SET TASK: Render everything in the listing below, from the line containing "on the metal" down to the line containing "point(272, 154)", both included, as a numbered list, leaving out blank lines.
** START MATERIAL FOR THIS EXERCISE **
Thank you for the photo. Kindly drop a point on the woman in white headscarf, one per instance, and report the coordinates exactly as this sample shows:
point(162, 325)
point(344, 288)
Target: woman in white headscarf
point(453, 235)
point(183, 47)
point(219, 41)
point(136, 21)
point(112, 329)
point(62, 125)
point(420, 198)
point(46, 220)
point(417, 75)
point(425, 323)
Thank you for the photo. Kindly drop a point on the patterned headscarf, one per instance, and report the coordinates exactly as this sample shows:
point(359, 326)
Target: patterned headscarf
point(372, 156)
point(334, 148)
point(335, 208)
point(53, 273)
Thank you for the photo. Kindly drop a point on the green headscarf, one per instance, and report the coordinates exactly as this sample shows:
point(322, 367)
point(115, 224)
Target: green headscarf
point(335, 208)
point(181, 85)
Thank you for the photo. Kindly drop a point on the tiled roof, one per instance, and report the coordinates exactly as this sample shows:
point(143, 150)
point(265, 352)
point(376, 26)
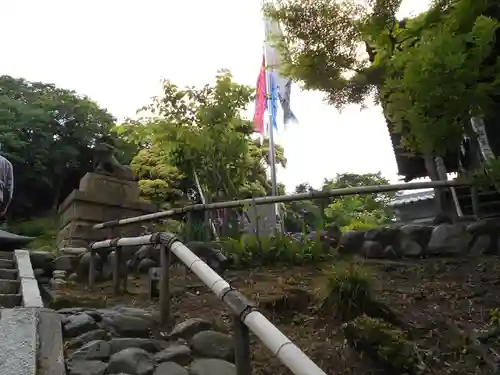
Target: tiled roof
point(413, 197)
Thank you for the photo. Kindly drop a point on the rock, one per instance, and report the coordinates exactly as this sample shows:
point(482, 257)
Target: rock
point(211, 366)
point(442, 218)
point(82, 270)
point(73, 310)
point(482, 245)
point(43, 260)
point(59, 274)
point(390, 253)
point(372, 249)
point(486, 226)
point(178, 353)
point(147, 251)
point(57, 283)
point(119, 344)
point(86, 337)
point(449, 239)
point(38, 272)
point(133, 361)
point(190, 327)
point(96, 349)
point(78, 324)
point(107, 267)
point(73, 250)
point(384, 236)
point(125, 323)
point(171, 368)
point(145, 265)
point(418, 233)
point(66, 263)
point(409, 247)
point(87, 368)
point(212, 344)
point(351, 242)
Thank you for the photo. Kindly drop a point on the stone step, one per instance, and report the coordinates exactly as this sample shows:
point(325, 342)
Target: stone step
point(6, 255)
point(8, 264)
point(9, 301)
point(9, 286)
point(8, 274)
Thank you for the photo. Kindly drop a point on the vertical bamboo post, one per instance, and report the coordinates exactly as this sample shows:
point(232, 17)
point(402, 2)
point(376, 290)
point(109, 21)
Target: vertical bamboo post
point(242, 354)
point(117, 265)
point(92, 269)
point(165, 255)
point(206, 225)
point(189, 226)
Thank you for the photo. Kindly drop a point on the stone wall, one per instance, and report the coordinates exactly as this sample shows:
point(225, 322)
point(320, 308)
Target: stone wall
point(415, 240)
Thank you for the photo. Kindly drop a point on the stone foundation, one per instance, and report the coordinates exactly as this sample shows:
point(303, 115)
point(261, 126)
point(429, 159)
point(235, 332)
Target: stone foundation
point(100, 198)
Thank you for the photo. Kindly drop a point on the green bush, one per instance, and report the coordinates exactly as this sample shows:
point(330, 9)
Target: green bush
point(383, 343)
point(44, 229)
point(251, 251)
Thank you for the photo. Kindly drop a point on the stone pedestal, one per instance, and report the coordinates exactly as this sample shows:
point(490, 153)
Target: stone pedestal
point(99, 198)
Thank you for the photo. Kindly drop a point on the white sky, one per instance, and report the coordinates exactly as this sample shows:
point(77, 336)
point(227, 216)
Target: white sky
point(116, 52)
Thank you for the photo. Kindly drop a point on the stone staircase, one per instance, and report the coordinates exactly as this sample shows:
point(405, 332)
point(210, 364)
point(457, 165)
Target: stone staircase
point(30, 335)
point(10, 285)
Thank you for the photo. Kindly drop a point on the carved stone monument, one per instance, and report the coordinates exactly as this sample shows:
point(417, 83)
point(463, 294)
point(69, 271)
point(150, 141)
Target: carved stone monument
point(108, 193)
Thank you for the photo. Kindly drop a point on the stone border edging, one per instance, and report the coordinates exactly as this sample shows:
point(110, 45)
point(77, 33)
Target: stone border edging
point(29, 290)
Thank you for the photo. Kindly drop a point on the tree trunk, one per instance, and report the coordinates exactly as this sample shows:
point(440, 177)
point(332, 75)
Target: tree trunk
point(57, 196)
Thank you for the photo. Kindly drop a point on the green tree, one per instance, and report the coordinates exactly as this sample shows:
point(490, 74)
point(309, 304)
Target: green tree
point(358, 211)
point(48, 134)
point(431, 72)
point(200, 131)
point(354, 211)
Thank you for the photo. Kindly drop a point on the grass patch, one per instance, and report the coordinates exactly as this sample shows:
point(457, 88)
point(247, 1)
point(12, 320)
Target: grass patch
point(348, 291)
point(383, 343)
point(251, 251)
point(44, 229)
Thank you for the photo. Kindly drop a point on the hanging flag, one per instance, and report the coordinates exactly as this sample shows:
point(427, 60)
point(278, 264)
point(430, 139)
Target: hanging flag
point(260, 99)
point(273, 61)
point(273, 95)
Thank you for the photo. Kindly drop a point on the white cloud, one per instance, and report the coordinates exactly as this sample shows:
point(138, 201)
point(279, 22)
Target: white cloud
point(116, 52)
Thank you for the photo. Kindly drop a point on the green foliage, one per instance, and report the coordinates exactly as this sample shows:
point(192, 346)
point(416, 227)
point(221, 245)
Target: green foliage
point(44, 229)
point(347, 212)
point(199, 130)
point(430, 72)
point(384, 343)
point(47, 133)
point(252, 251)
point(348, 291)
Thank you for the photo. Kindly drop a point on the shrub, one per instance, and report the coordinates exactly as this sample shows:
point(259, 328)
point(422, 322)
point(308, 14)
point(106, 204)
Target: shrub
point(44, 229)
point(348, 290)
point(383, 343)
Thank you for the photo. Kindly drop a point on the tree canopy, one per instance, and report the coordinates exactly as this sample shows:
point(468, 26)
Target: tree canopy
point(199, 131)
point(349, 212)
point(47, 133)
point(430, 72)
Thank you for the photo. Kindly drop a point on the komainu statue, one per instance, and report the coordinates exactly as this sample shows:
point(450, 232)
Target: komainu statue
point(105, 163)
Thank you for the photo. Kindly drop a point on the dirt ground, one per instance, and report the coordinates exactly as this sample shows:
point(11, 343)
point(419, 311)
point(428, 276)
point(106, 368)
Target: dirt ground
point(447, 301)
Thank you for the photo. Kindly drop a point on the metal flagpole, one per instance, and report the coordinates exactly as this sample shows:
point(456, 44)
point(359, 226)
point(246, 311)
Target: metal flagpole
point(272, 154)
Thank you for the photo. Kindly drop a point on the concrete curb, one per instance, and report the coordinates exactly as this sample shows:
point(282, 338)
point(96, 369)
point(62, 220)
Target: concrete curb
point(29, 285)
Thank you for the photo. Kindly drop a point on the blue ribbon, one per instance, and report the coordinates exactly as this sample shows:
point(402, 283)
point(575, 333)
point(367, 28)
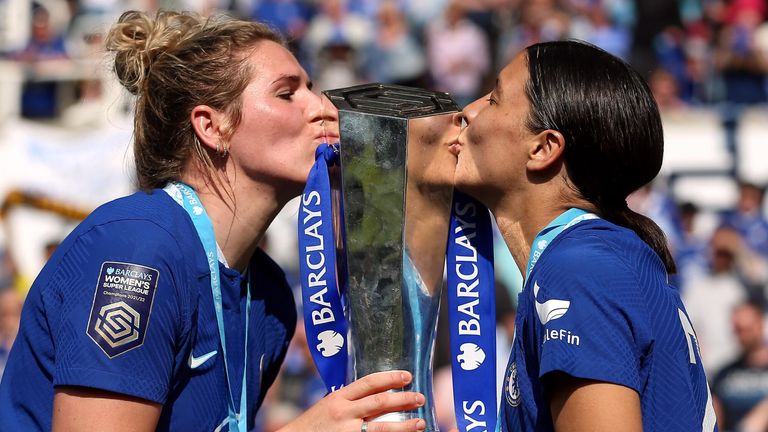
** END MATERIAL FOR THIS EXERCISE **
EXERCISE SOLUTION:
1. Thank you for the photo. Kindly drop a point on the metal flagpole, one per instance, and report the coordinates exactly as this sample shows:
2. point(456, 44)
3. point(359, 226)
4. point(246, 311)
5. Target: metal flagpole
6. point(272, 154)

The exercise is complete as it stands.